----- Data to use
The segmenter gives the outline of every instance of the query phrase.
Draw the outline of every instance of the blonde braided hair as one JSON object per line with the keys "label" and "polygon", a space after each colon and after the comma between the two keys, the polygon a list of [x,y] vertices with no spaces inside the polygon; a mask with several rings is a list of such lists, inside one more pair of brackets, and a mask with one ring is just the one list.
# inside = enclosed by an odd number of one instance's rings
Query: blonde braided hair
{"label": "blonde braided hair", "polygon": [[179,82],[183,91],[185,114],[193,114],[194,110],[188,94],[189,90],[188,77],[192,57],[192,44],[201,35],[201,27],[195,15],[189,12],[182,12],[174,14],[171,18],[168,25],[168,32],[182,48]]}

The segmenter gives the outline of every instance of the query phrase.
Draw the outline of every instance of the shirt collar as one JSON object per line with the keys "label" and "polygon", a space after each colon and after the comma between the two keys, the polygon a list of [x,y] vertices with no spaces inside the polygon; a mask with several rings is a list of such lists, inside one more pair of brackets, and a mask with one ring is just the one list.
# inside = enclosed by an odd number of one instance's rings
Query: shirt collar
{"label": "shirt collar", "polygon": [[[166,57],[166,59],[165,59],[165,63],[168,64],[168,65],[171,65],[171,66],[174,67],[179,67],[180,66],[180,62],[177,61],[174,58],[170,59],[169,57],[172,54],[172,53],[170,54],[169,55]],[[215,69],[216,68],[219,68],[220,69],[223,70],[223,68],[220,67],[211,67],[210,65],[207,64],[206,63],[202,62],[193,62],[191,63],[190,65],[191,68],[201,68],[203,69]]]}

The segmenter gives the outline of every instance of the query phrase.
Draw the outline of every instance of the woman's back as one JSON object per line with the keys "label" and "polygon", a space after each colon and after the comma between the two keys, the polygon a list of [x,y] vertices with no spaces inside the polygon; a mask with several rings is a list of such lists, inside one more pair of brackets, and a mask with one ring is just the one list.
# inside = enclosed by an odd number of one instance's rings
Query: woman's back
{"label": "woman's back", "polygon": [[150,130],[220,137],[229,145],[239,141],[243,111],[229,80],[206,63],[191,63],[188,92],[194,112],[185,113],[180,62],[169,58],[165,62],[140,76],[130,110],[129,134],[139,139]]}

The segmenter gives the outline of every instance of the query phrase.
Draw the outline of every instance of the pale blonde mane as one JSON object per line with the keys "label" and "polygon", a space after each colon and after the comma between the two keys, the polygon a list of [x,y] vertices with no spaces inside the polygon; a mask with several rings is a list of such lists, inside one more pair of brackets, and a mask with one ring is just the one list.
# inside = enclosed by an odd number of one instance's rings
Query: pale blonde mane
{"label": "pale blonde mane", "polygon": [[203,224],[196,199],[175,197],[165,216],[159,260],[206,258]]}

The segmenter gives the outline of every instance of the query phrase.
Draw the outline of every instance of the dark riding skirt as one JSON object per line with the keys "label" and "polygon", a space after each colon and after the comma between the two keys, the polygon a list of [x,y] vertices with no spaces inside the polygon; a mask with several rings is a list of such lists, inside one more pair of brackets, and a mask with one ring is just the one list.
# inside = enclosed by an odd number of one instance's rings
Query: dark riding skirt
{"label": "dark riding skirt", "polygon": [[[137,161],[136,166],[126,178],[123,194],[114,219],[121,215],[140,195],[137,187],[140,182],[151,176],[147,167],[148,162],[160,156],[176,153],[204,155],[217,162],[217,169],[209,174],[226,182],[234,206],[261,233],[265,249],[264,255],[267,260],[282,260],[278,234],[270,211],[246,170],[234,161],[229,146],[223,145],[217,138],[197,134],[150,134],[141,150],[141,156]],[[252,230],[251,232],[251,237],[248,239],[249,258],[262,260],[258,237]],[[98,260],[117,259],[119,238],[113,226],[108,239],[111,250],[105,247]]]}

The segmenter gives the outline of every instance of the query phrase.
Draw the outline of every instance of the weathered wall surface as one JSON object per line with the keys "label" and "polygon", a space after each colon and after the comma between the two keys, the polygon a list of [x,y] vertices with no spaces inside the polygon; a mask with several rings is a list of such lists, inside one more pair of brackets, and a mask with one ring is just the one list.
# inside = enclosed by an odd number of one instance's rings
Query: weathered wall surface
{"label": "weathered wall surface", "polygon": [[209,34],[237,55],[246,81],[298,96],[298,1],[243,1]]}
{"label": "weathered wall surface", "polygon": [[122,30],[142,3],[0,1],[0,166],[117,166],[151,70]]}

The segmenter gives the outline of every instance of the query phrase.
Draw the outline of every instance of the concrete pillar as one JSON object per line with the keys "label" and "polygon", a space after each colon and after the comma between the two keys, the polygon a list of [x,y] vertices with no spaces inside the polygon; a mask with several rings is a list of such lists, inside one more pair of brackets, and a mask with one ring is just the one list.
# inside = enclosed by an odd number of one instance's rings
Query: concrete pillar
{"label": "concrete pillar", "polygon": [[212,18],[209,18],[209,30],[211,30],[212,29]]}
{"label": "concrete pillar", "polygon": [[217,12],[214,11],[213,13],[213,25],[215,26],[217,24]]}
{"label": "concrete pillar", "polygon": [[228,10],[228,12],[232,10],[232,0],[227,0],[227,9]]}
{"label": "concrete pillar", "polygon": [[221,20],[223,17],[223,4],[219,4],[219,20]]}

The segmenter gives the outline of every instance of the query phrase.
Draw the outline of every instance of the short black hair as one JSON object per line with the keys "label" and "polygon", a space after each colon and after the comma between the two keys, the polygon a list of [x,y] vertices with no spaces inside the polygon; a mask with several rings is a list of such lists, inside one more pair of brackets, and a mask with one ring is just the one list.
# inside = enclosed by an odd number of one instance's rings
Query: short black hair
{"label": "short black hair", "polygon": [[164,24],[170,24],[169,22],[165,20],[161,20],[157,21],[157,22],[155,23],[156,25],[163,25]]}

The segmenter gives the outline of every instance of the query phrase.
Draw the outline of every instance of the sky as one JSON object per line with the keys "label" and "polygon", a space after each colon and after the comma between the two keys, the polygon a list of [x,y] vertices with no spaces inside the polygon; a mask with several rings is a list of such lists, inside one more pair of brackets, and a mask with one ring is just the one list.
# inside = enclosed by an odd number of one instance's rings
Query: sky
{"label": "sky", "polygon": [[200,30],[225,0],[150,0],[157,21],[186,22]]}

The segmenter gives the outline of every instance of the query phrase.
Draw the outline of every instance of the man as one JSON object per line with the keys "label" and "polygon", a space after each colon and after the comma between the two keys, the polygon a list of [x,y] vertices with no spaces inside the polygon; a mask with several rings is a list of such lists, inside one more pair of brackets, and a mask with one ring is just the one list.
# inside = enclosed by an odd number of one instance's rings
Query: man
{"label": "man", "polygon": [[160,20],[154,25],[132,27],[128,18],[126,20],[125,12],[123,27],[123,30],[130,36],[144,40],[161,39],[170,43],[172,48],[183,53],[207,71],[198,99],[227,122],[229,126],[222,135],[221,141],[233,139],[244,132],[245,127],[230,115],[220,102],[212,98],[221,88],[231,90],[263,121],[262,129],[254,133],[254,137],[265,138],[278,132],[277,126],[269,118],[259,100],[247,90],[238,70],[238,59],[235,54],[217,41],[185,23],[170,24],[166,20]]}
----------
### [Challenge]
Tally the lines of the records that contain the word "pale", treating uppercase and lowercase as different, and give only the number.

### [Solution to the problem]
3